- Born: William Alwyn Smith 7 November 1905 Northampton, England
- Died: 11 September 1985 (aged 79) Southwold, England
- Education: Royal Academy of Music
- Occupations: Composer; Conductor;
- Spouses: Olive Pull; Doreen Carwithen;
- Children: Nicholas Alwyn Jonathan Alwyn
- Relatives: Joe Alwyn (great-grandson)

= William Alwyn =

English composer (1905–1985)

William Alwyn (born William Alwyn Smith; 7 November 1905 – 11 September 1985) was an English composer, conductor, and music teacher who composed over 200 cinematic scores, of which some 70 were for full-length features, as well as number of operas, concertos and symphonies.

Alwyn's wartime work in particular was to lead him to be placed on a Nazi death list.

==Life and music==

William Alwyn was born William Alwyn Smith in Northampton, England, the son of Ada Tyler (Tompkins) and William James Smith. He showed an early interest in music and began to learn to play the piccolo. At the age of 15, he entered the Royal Academy of Music in London, where he studied flute, piano and composition. For a time he was a flautist with the London Symphony Orchestra. Alwyn served as professor of composition at the Royal Academy of Music from 1926 to 1955.

Alwyn was a polyglot, poet, and artist, as well as musician. In 1948, he became a member of the Savile Club in London. He helped found the Composers' Guild of Great Britain (now merged into the British Academy of Songwriters, Composers and Authors), and was its chairman in 1949, 1950 and 1954. He was also sometime Director of the Mechanical-Copyright Protection Society, a Vice-President of the Society for the Promotion of New Music (SPNM) and Director of the Performing Right Society. For many years he was one of the panel engaged by the BBC to read new scores to help assess whether the works should be performed and broadcast. He was appointed a Commander of the Order of the British Empire (CBE) in the 1978 Birthday Honours in recognition of his services to music.

His compositional output included five symphonies, four operas, several concertos, film scores and string quartets.

In addition to scores for documentaries, Alwyn wrote more than 70 feature film scores from 1941 to 1962. His classic film scores included Green for Danger (1944), Odd Man Out (1947), Desert Victory (1943), Fires Were Started (1943), The History of Mr. Polly (1949), The Fallen Idol (1948), The Black Tent (1956), The Way Ahead (1944), The True Glory (1945) and The Crimson Pirate (1952). Some of the scores have been lost, although many scores and sketches are now in the William Alwyn Archive at Cambridge University Library. In recent years CD recordings have been made. Some works, for which only fragmentary sketches remained, were reconstructed by Philip Lane or Christopher Palmer from the film soundtracks themselves.

== == ==

§ ACTIONS TO TAKE
• a. Render this sentence from the William Alwyn biography in Spanish: "Alwyn was a polyglot, poet, and artist, as well as musician."
• b. Output the passage of the William Alwyn biography starting at "William Alwyn (born" and ending at "concertos and symphonies.".
Rely only on the William Alwyn biography.

== == ==

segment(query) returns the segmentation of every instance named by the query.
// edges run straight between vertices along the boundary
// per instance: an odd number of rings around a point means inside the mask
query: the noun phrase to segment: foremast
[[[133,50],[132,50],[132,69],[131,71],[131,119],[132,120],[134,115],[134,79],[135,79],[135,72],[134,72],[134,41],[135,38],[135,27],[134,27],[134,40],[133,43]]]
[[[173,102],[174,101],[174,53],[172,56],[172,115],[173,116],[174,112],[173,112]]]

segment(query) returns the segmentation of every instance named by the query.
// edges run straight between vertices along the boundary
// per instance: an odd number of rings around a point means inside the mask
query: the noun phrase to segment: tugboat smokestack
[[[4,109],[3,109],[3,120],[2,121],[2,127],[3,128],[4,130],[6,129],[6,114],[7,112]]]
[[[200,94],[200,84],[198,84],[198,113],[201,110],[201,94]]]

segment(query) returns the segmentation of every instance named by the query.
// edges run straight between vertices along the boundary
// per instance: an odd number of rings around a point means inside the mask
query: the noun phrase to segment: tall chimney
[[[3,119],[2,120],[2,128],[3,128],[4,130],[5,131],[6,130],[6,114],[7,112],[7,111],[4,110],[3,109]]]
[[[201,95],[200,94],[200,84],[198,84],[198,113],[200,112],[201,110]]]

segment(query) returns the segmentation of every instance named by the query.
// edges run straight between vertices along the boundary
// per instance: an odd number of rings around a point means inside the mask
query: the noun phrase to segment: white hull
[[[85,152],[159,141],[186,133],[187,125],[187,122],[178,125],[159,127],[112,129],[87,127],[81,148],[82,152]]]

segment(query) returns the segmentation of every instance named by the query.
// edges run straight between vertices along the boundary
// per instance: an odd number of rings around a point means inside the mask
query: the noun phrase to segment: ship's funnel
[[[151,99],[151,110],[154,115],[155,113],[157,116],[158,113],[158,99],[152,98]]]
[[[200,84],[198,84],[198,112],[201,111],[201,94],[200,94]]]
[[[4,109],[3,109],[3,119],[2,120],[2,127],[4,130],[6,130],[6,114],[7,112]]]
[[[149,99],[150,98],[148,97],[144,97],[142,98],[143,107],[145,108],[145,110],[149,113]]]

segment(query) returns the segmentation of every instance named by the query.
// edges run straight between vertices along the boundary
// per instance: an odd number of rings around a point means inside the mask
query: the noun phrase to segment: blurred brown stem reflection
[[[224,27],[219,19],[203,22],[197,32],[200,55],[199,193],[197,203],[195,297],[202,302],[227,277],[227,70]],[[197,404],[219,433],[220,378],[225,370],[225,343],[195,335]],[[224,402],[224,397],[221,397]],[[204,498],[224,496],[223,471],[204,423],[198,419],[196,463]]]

== == ==

§ TASK-BY-TASK SOLUTIONS
• a. Alwyn era políglota, poeta y artista, además de músico.

• b.
William Alwyn (born William Alwyn Smith; 7 November 1905 – 11 September 1985) was an English composer, conductor, and music teacher who composed over 200 cinematic scores, of which some 70 were for full-length features, as well as number of operas, concertos and symphonies.